* _TASK DESCRIPTION_:
Update all the entries below by replacing "even-odd rule" with "nonzero winding rule" wherever it occurs, keeping everything else the same and leaving out the pictures.

* _SUPPLIED MATERIAL_:
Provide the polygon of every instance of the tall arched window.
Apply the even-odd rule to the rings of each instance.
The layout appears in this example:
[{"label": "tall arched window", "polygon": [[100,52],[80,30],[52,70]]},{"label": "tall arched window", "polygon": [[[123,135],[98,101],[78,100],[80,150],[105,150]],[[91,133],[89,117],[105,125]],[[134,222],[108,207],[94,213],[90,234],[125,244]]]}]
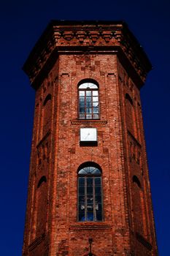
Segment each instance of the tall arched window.
[{"label": "tall arched window", "polygon": [[93,81],[82,82],[79,85],[79,118],[98,119],[98,86]]},{"label": "tall arched window", "polygon": [[103,220],[101,170],[93,163],[78,171],[78,220]]}]

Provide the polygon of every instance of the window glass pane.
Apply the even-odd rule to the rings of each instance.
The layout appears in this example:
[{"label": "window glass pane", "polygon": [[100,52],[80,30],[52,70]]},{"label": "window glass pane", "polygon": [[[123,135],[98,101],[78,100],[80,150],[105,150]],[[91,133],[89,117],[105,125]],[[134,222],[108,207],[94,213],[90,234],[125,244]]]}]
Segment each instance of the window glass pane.
[{"label": "window glass pane", "polygon": [[93,113],[98,113],[98,108],[93,108]]},{"label": "window glass pane", "polygon": [[93,91],[93,96],[98,96],[98,91]]},{"label": "window glass pane", "polygon": [[98,101],[98,97],[93,97],[93,102],[96,102]]},{"label": "window glass pane", "polygon": [[95,195],[101,195],[101,187],[95,187]]},{"label": "window glass pane", "polygon": [[91,108],[86,108],[86,113],[92,113],[92,109]]},{"label": "window glass pane", "polygon": [[85,96],[85,91],[79,91],[79,95],[80,96]]},{"label": "window glass pane", "polygon": [[102,220],[101,211],[96,211],[96,220],[98,220],[98,221]]},{"label": "window glass pane", "polygon": [[80,108],[85,108],[85,102],[79,102]]},{"label": "window glass pane", "polygon": [[85,115],[83,115],[83,114],[80,114],[80,115],[79,115],[79,118],[80,118],[80,119],[85,119]]},{"label": "window glass pane", "polygon": [[93,108],[96,108],[96,107],[98,107],[98,102],[93,102]]},{"label": "window glass pane", "polygon": [[93,167],[90,167],[90,171],[93,174],[101,174],[101,171],[98,169]]},{"label": "window glass pane", "polygon": [[83,177],[79,178],[79,186],[85,186],[85,178]]},{"label": "window glass pane", "polygon": [[94,84],[93,83],[88,83],[88,87],[90,88],[90,89],[97,89],[98,86],[96,86],[96,84]]},{"label": "window glass pane", "polygon": [[[95,98],[96,98],[96,97],[95,97]],[[86,102],[91,102],[91,97],[86,97]]]},{"label": "window glass pane", "polygon": [[86,89],[86,88],[88,88],[88,83],[83,83],[80,84],[80,86],[79,86],[79,89]]},{"label": "window glass pane", "polygon": [[85,195],[85,187],[79,187],[79,195]]},{"label": "window glass pane", "polygon": [[85,168],[84,169],[81,169],[79,171],[79,174],[86,174],[86,173],[87,173],[87,171],[85,170]]},{"label": "window glass pane", "polygon": [[85,97],[83,96],[80,96],[79,99],[80,102],[84,102],[85,101]]},{"label": "window glass pane", "polygon": [[101,185],[101,178],[95,178],[95,185]]},{"label": "window glass pane", "polygon": [[80,108],[80,113],[85,113],[85,108]]},{"label": "window glass pane", "polygon": [[86,115],[86,118],[87,119],[91,119],[92,118],[92,115]]},{"label": "window glass pane", "polygon": [[86,91],[86,96],[91,96],[91,91]]},{"label": "window glass pane", "polygon": [[87,178],[87,186],[93,186],[93,178]]},{"label": "window glass pane", "polygon": [[93,186],[87,187],[87,195],[93,195]]},{"label": "window glass pane", "polygon": [[91,108],[92,104],[91,102],[86,102],[86,108]]},{"label": "window glass pane", "polygon": [[85,219],[85,206],[79,204],[79,221],[84,222]]},{"label": "window glass pane", "polygon": [[101,195],[96,195],[95,203],[96,203],[96,204],[101,203]]},{"label": "window glass pane", "polygon": [[98,119],[99,118],[99,115],[98,114],[94,114],[93,115],[93,118],[94,119]]}]

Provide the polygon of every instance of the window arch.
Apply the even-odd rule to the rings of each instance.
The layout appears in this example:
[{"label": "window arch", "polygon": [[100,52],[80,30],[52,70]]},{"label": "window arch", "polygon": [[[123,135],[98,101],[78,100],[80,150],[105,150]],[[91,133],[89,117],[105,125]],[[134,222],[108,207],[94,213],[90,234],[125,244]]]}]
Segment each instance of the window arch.
[{"label": "window arch", "polygon": [[133,106],[133,100],[131,97],[131,96],[128,94],[125,94],[125,99],[128,99],[129,101],[129,102],[131,103],[131,105]]},{"label": "window arch", "polygon": [[134,176],[133,176],[132,180],[133,180],[133,183],[136,183],[136,184],[137,184],[137,186],[138,186],[140,189],[142,188],[142,187],[141,187],[141,183],[140,183],[140,181],[139,181],[139,178],[138,178],[137,176],[136,176],[134,175]]},{"label": "window arch", "polygon": [[98,86],[94,80],[82,80],[78,86],[80,119],[98,119]]},{"label": "window arch", "polygon": [[47,96],[46,97],[46,98],[45,99],[45,101],[43,102],[43,105],[45,106],[47,102],[49,101],[49,100],[51,100],[51,94],[47,94]]},{"label": "window arch", "polygon": [[88,162],[78,170],[78,221],[103,220],[101,170]]},{"label": "window arch", "polygon": [[42,178],[39,179],[38,185],[37,185],[37,188],[39,188],[43,182],[47,183],[47,178],[45,176],[42,176]]}]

* _SOLUTION TO THE PROBLEM_:
Provide the polygon of every instance of the tall arched window.
Apply the nonzero winding rule to the rings of each instance.
The layout appears in this example:
[{"label": "tall arched window", "polygon": [[100,52],[80,30],[52,70]]},{"label": "tall arched window", "polygon": [[[123,135],[98,101],[78,100],[80,150],[105,150]],[[91,133],[89,117],[105,125]],[[134,222],[108,207],[94,213],[90,234],[125,244]]]}]
Segment each instance of the tall arched window.
[{"label": "tall arched window", "polygon": [[93,81],[82,82],[79,85],[79,118],[98,119],[98,86]]},{"label": "tall arched window", "polygon": [[103,220],[101,170],[93,163],[78,171],[78,220]]}]

Provide the polygon of every instance of the window glass pane.
Apply the nonzero winding rule to the rings of each instance.
The layout appears in this example:
[{"label": "window glass pane", "polygon": [[100,52],[80,30],[52,70]]},{"label": "window glass pane", "polygon": [[[123,135],[98,101],[78,100],[80,150],[105,150]],[[91,133],[89,117],[105,125]],[[134,222],[108,207],[94,213],[90,234],[125,244]]]}]
Segment each instance of the window glass pane.
[{"label": "window glass pane", "polygon": [[93,113],[98,113],[98,108],[93,108]]},{"label": "window glass pane", "polygon": [[93,91],[93,96],[98,96],[98,91]]},{"label": "window glass pane", "polygon": [[98,101],[98,97],[93,97],[93,102],[96,102]]},{"label": "window glass pane", "polygon": [[95,195],[101,195],[101,187],[95,187]]},{"label": "window glass pane", "polygon": [[91,108],[86,108],[86,113],[92,113],[92,109]]},{"label": "window glass pane", "polygon": [[85,96],[85,91],[79,91],[79,95],[80,96]]},{"label": "window glass pane", "polygon": [[102,220],[101,211],[96,211],[96,220],[98,220],[98,221]]},{"label": "window glass pane", "polygon": [[80,108],[85,108],[85,102],[79,102]]},{"label": "window glass pane", "polygon": [[85,115],[83,115],[83,114],[80,114],[80,115],[79,115],[79,118],[80,118],[80,119],[85,119]]},{"label": "window glass pane", "polygon": [[93,108],[96,108],[96,107],[98,107],[98,102],[93,102]]},{"label": "window glass pane", "polygon": [[93,167],[90,167],[90,171],[93,174],[101,174],[101,171],[98,169]]},{"label": "window glass pane", "polygon": [[83,177],[79,178],[79,186],[85,186],[85,178]]},{"label": "window glass pane", "polygon": [[94,84],[93,83],[88,83],[88,87],[90,88],[90,89],[97,89],[98,86],[96,86],[96,84]]},{"label": "window glass pane", "polygon": [[[95,98],[96,98],[96,97],[95,97]],[[86,102],[91,102],[91,97],[86,97]]]},{"label": "window glass pane", "polygon": [[86,89],[86,88],[88,88],[88,83],[83,83],[80,84],[80,86],[79,86],[79,89]]},{"label": "window glass pane", "polygon": [[85,195],[85,187],[79,187],[79,195]]},{"label": "window glass pane", "polygon": [[85,168],[84,169],[81,169],[79,171],[79,174],[86,174],[86,173],[87,173],[87,171],[85,170]]},{"label": "window glass pane", "polygon": [[85,97],[83,96],[80,96],[79,99],[80,102],[84,102],[85,101]]},{"label": "window glass pane", "polygon": [[101,185],[101,178],[95,178],[95,185]]},{"label": "window glass pane", "polygon": [[80,108],[80,113],[85,113],[85,108]]},{"label": "window glass pane", "polygon": [[86,115],[86,118],[87,119],[91,119],[92,118],[92,115]]},{"label": "window glass pane", "polygon": [[86,91],[86,96],[91,96],[91,91]]},{"label": "window glass pane", "polygon": [[87,178],[87,186],[93,186],[93,178]]},{"label": "window glass pane", "polygon": [[93,186],[87,187],[87,195],[93,195]]},{"label": "window glass pane", "polygon": [[91,108],[92,104],[91,102],[86,102],[86,108]]},{"label": "window glass pane", "polygon": [[85,219],[85,206],[79,204],[79,221],[84,222]]},{"label": "window glass pane", "polygon": [[101,195],[96,195],[95,203],[96,203],[96,204],[101,203]]},{"label": "window glass pane", "polygon": [[98,119],[99,118],[99,115],[98,114],[94,114],[93,115],[93,118],[94,119]]}]

Provide the polygon of every instance of the window arch.
Apply the nonzero winding rule to the rings of each instance.
The layout appears in this example:
[{"label": "window arch", "polygon": [[100,52],[80,30],[52,70]]},{"label": "window arch", "polygon": [[[123,135],[98,101],[78,100],[80,150],[105,150]],[[91,133],[89,117],[105,125]],[[134,222],[108,207],[94,213],[90,234],[125,244]]]}]
Segment each instance of the window arch.
[{"label": "window arch", "polygon": [[133,106],[133,100],[131,97],[131,96],[128,94],[125,94],[125,99],[128,99],[129,101],[129,102],[131,103],[131,105]]},{"label": "window arch", "polygon": [[134,176],[133,176],[132,180],[133,180],[133,183],[136,183],[136,184],[137,184],[137,186],[138,186],[140,189],[142,188],[142,187],[141,187],[141,183],[140,183],[140,181],[139,181],[139,178],[138,178],[137,176],[136,176],[134,175]]},{"label": "window arch", "polygon": [[98,86],[94,80],[82,80],[78,86],[80,119],[98,119]]},{"label": "window arch", "polygon": [[47,96],[46,97],[46,98],[45,99],[45,101],[43,102],[43,105],[45,106],[47,102],[49,101],[49,100],[51,100],[51,94],[47,94]]},{"label": "window arch", "polygon": [[88,162],[78,170],[78,221],[103,220],[101,170]]},{"label": "window arch", "polygon": [[42,178],[39,179],[38,185],[37,185],[37,188],[39,188],[43,182],[47,183],[47,178],[45,176],[42,176]]}]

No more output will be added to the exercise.